In the copy of the lines below, leave out pictures and print everything else exactly.

[Extracted data]

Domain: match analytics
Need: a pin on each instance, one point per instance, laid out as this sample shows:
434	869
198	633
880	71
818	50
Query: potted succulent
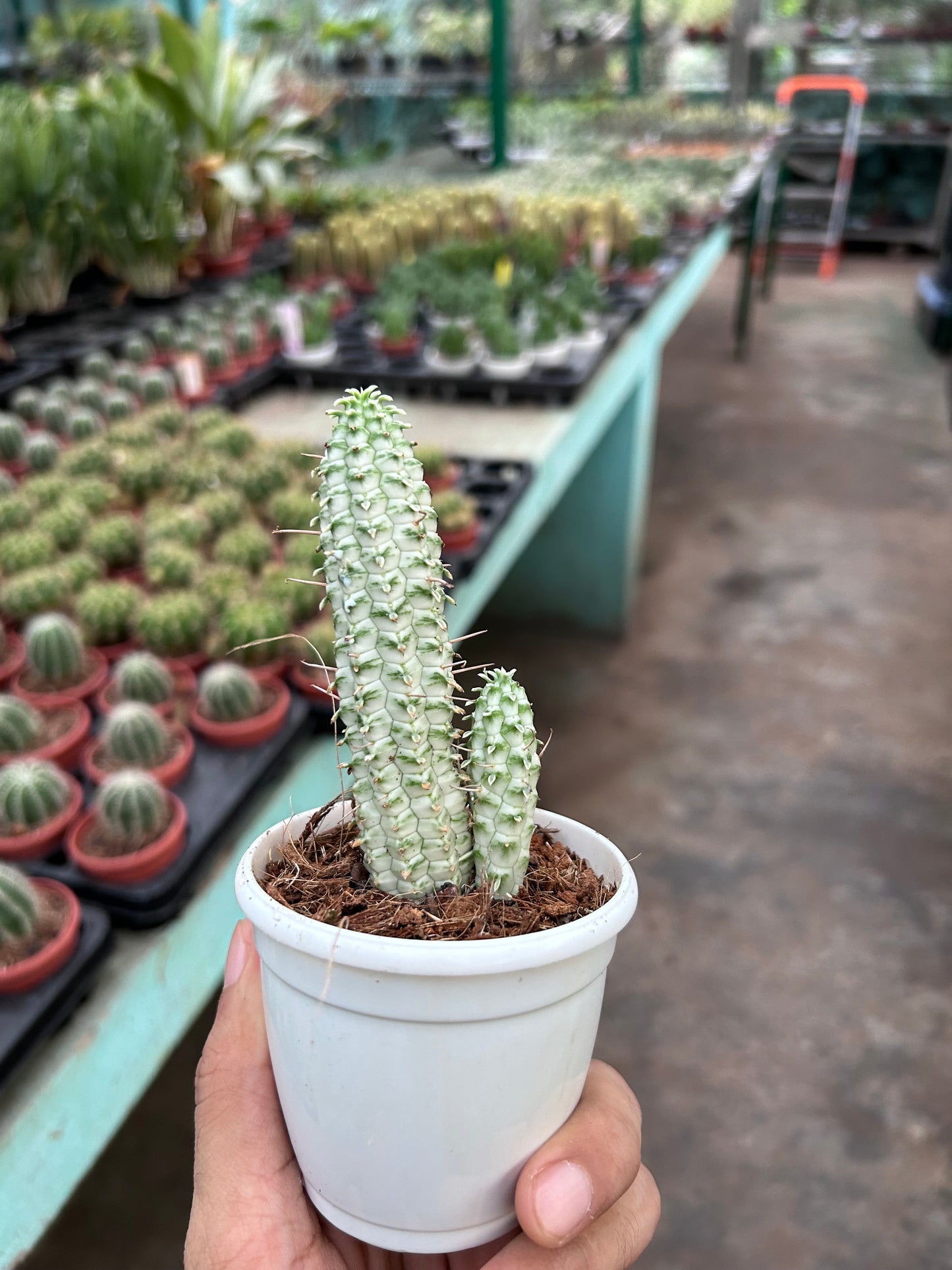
433	827
59	668
37	803
40	929
134	831
134	734
453	353
234	709
56	736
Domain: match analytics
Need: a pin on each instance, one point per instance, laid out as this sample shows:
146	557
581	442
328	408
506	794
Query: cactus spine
395	678
503	774
31	794
132	807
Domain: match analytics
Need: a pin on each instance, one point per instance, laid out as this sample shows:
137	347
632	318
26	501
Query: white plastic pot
415	1078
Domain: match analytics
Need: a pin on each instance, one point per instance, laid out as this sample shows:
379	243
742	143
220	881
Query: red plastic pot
41	841
246	732
460	540
184	689
30	973
138	865
14	657
53	700
168	774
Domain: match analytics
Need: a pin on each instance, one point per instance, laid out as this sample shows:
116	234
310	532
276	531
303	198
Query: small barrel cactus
115	540
13	438
20	726
26	403
19	906
131	808
503	772
107	611
135	736
174	624
98	365
32	793
227	694
246	545
41	451
142	678
55	650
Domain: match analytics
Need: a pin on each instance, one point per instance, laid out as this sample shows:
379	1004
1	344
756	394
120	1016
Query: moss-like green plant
20	726
142	678
36	591
253	620
65	523
171	565
107	611
131	808
174	624
55	650
32	793
116	540
395	661
19	906
227	693
26	549
135	736
246	545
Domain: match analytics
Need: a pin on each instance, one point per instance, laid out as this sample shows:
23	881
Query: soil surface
322	875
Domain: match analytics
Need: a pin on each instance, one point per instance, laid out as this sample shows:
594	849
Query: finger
588	1165
612	1242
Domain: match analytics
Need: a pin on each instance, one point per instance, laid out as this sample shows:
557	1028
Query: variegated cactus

[/Extracted data]

= Finished task =
Domain: match analytics
Need: a pin on each instance, one point per instance, laid out as this sample shows:
434	869
198	633
880	71
818	50
Query: potted succulent
433	827
59	668
37	803
40	929
134	831
134	734
453	353
234	709
56	736
Domain: match analytics
Need: a pin on each instance, one point per instance, laid out as this sample shows:
146	557
581	442
328	408
506	794
Query: cactus spine
395	678
503	774
31	794
132	807
Domain: match analytics
Need: a pin on each instance, one point per instance, laid out as this sample shows:
137	347
632	318
26	501
Query: white plastic pot
415	1078
Domain: match analytics
Need: a pin on each instance, one point per instance, laid out as this sample shows:
379	243
742	143
220	881
Query: red plastic pot
41	841
246	732
460	540
184	689
30	973
138	865
14	657
53	700
168	774
Domain: match analytics
Need: a pin on each instance, one point per instance, laid out as this sample shows:
116	234
310	532
276	531
303	198
Query: small barrel cactus
115	540
13	438
20	726
26	403
19	906
131	808
503	772
107	611
135	736
174	624
98	365
32	793
227	694
246	545
41	451
142	678
55	650
Domain: match analytics
Need: a pin on each instance, one point per instance, laid out as this sample shows:
379	1004
1	344
756	394
120	1016
Query: moss-like green plant
20	726
142	678
36	591
253	620
65	523
171	565
107	611
131	808
174	624
55	650
32	793
116	540
395	661
19	906
227	693
26	549
135	736
246	545
Domain: match analytics
Need: a pin on each instance, one point per instance, laid out as this sample shows:
23	881
Query: soil surface
322	875
Domain: match analytics
Need: a pin on each instance, one point per instance, laid out as this sample shows:
594	849
Query: finger
588	1165
612	1242
Domain: match analytics
Need: a pin on each instance, one point per instance, laid out as this sample shows:
557	1028
Query: variegated cactus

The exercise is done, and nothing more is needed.